> Passage provided:
+++

Hospital security continues to crumble

Connor Molloy
4 Min Read
The Egyptian Centre for Economic and Social Rights (ECESR) said only 33 beds are available for every 10,000 citizens in Cairo’s hospitals, in a factsheet issued Monday on Egypt’s health conditions. (Photo by Hassan Ibrahim)
Patient receives treatment in the El-Mounira hospital (Hassan Ibrahim)
Patient receives treatment in the El-Mounira hospital (Hassan Ibrahim)

Shattered glass and bullet holes mar the entrance to El-Mounira General Hospital in downtown Cairo.  At 2am on Friday morning the Mounira emergency room was attacked.

Men forced themselves into the clinic area, when the director of the emergency room came to speak with the men he was grabbed by his tie and sustained injuries on his hand.  The head nurse was struck and left with a contusion on her face.  Hospital property was broken, including two monitors.

The events come as part of a string of violence that has caused hospitals across Egypt to shutter their doors.

+++

> Study material:
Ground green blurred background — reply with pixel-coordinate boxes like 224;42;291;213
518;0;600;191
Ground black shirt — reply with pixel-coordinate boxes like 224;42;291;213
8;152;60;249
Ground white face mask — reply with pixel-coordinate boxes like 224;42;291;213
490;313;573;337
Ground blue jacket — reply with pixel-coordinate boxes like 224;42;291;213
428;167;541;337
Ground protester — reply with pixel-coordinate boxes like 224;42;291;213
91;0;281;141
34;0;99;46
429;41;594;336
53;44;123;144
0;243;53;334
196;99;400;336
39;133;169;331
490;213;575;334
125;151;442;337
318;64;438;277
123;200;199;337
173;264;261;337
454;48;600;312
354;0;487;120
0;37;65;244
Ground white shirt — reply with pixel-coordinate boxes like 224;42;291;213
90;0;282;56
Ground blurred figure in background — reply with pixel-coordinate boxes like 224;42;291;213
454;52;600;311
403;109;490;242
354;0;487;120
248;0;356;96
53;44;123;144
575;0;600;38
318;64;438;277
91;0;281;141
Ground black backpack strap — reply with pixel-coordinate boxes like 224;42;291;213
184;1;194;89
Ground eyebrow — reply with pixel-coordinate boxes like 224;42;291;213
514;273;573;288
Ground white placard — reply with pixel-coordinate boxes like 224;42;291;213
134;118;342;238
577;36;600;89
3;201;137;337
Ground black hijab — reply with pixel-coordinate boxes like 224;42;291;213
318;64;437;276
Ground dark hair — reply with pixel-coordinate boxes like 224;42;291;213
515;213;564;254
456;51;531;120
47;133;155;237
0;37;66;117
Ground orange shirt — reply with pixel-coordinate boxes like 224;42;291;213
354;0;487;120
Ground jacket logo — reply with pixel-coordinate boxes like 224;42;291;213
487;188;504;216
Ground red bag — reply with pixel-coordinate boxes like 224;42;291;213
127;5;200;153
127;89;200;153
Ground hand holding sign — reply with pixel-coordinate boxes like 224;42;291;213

+++

> The problem:
In the article on hospital security, at what time was the El-Mounira emergency room attacked?

> Response box:
At 2am on Friday morning.